| Exercise instructions |
Copy the items verbatim, from the line containing "the stone wall?" through the line containing "M 131 104 L", both included.

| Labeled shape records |
>> Start

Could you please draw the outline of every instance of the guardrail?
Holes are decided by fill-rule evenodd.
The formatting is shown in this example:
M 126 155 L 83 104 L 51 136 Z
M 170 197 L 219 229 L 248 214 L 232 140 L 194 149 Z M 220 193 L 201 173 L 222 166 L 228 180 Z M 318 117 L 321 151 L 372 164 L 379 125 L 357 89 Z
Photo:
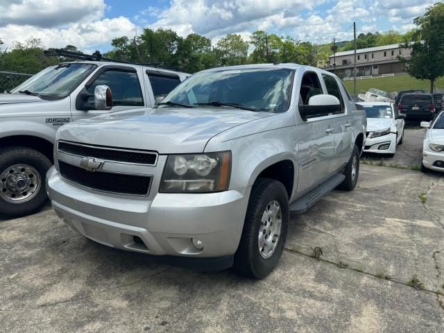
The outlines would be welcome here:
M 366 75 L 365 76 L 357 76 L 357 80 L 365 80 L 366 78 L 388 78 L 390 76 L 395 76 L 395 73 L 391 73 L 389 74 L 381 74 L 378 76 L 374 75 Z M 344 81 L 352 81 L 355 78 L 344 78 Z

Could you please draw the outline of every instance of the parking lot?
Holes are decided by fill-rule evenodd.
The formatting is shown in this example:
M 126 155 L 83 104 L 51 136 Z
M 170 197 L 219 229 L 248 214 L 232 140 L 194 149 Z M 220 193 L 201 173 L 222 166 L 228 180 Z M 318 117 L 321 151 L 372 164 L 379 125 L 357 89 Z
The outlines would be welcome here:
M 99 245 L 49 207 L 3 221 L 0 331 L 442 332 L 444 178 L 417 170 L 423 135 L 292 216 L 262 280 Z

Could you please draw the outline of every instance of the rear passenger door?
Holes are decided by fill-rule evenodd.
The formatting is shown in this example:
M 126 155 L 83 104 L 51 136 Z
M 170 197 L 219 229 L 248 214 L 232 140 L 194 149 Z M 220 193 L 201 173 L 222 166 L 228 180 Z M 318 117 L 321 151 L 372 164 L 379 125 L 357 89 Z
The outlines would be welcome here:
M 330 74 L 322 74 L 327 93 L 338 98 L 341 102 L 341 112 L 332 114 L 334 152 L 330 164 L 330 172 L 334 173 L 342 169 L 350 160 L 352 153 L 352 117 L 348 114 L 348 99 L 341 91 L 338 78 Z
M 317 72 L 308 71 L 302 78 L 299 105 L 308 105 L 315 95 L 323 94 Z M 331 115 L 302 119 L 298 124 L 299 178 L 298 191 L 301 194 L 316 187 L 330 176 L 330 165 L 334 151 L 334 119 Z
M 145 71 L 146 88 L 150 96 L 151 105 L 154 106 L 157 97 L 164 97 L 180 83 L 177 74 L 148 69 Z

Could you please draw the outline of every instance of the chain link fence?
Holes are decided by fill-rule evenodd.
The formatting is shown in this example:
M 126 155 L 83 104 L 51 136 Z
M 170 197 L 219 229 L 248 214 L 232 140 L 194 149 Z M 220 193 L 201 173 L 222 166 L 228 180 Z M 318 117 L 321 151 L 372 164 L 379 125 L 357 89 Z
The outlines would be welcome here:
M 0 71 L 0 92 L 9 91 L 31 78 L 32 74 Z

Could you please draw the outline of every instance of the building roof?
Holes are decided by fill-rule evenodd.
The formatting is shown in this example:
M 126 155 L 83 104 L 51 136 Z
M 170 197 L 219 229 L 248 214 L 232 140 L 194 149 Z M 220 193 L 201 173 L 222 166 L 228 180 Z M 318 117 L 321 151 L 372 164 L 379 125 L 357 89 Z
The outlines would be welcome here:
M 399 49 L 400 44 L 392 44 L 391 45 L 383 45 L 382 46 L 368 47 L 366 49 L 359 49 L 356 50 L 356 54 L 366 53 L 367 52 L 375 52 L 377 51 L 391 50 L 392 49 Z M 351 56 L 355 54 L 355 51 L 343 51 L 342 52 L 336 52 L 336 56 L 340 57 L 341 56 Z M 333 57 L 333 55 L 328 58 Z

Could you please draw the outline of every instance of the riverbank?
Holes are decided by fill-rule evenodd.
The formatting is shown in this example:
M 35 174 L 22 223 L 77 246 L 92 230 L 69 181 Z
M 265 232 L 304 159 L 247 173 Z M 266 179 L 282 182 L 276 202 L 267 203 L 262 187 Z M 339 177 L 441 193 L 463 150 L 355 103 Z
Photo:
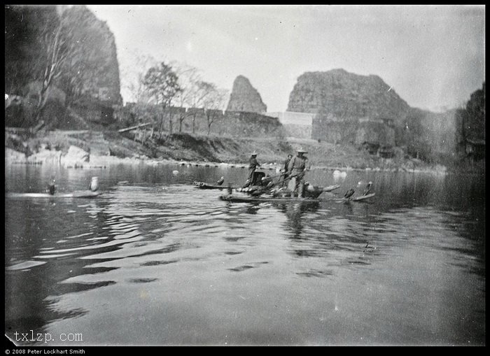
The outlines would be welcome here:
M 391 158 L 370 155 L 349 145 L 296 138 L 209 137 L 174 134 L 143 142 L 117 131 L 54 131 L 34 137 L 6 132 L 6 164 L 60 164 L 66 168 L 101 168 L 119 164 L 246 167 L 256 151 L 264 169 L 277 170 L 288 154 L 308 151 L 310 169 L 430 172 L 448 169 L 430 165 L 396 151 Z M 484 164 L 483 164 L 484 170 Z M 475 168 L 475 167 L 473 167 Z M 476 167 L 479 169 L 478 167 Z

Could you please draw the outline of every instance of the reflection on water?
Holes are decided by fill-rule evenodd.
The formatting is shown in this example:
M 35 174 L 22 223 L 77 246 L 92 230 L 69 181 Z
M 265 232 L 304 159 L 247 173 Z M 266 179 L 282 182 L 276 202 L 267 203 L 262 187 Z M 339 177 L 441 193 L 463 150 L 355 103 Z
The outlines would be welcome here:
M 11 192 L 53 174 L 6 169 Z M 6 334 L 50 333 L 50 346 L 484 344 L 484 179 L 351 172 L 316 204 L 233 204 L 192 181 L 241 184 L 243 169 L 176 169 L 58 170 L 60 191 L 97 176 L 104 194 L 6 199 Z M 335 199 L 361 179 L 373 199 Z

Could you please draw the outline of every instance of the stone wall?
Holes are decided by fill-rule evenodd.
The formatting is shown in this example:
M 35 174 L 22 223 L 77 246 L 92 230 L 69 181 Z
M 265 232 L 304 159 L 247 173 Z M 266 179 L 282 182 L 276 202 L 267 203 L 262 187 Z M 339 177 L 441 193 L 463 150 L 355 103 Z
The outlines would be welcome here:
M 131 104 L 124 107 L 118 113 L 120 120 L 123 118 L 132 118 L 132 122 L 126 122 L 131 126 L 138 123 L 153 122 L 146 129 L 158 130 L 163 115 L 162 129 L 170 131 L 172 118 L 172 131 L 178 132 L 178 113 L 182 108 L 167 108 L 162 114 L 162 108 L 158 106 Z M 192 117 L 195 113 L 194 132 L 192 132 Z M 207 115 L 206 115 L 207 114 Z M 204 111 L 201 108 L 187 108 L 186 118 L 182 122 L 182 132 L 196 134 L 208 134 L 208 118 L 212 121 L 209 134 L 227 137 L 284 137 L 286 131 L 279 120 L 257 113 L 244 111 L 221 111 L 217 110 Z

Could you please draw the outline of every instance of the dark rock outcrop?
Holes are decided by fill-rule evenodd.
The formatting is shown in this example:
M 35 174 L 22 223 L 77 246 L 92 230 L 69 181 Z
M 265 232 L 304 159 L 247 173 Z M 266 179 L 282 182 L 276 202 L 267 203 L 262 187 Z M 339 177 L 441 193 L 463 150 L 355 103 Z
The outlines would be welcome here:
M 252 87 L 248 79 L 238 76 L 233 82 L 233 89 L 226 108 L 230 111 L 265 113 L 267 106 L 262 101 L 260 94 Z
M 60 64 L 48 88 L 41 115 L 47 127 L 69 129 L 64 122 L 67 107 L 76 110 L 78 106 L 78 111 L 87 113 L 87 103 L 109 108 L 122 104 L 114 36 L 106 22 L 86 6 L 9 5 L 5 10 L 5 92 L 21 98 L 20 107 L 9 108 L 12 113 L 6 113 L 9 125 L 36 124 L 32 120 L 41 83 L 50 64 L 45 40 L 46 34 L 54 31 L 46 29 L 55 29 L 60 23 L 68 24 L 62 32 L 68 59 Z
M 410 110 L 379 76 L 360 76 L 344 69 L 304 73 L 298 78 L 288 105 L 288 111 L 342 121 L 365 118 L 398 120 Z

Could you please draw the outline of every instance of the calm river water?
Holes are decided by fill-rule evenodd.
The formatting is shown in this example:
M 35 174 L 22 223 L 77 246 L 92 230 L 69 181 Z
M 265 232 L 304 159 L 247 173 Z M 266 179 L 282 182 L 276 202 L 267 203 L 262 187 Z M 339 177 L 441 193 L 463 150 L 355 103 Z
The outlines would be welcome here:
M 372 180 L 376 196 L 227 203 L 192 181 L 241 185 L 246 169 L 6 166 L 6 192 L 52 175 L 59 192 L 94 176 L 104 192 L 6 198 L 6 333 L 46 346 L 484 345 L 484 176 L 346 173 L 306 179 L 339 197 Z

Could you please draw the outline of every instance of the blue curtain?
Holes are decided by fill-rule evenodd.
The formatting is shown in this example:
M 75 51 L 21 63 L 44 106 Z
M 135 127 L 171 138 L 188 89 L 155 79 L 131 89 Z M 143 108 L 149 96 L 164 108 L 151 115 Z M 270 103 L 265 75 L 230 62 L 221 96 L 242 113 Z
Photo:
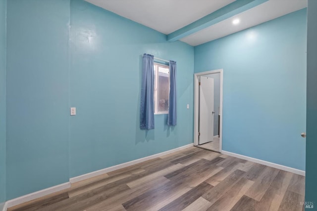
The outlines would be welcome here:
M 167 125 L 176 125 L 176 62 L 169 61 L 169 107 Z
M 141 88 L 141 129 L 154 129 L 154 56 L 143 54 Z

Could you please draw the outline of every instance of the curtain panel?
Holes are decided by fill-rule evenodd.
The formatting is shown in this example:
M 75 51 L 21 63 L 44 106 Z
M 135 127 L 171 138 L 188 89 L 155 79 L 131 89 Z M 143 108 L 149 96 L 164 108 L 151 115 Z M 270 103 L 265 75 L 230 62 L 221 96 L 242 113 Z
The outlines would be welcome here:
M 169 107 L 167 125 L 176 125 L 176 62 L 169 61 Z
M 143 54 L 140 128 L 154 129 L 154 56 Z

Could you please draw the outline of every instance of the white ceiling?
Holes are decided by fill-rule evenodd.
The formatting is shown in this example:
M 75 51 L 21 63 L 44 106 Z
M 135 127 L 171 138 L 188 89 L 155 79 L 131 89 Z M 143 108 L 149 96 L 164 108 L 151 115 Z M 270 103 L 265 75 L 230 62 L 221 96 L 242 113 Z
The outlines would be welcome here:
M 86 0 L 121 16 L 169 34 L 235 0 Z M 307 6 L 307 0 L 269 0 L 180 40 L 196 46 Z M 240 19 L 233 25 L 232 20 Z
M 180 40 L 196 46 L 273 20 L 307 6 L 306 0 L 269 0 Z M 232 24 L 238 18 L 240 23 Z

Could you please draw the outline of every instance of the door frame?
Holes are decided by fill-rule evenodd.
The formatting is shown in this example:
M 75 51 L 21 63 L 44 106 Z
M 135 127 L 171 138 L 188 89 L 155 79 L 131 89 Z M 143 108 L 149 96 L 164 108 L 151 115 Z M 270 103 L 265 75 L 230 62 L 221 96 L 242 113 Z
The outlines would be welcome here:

>> End

| Answer to this task |
Could you please draw the outline of every instance of the stone wall?
Holes are decided by fill-rule evenodd.
The formatting is shown in this example:
M 35 174 L 22 223 L 77 246 L 92 230 L 69 181 Z
M 265 232 L 304 159 L 247 173 Z M 266 179 L 282 182 L 276 202 L 267 203 L 262 187 Z M 339 177 L 441 193 L 463 150 L 355 103 Z
The outlines would be welcome here:
M 131 104 L 124 107 L 118 113 L 120 120 L 123 118 L 132 118 L 132 122 L 126 122 L 131 126 L 138 123 L 153 122 L 146 129 L 158 130 L 163 115 L 162 129 L 170 131 L 172 118 L 172 131 L 178 132 L 178 113 L 182 108 L 167 108 L 162 114 L 162 108 L 158 106 Z M 192 117 L 195 113 L 194 132 L 192 132 Z M 207 115 L 206 115 L 207 114 Z M 204 111 L 201 108 L 187 108 L 186 118 L 182 122 L 182 132 L 196 134 L 208 134 L 208 118 L 212 121 L 209 134 L 227 137 L 284 137 L 286 131 L 279 120 L 257 113 L 244 111 L 221 111 L 217 110 Z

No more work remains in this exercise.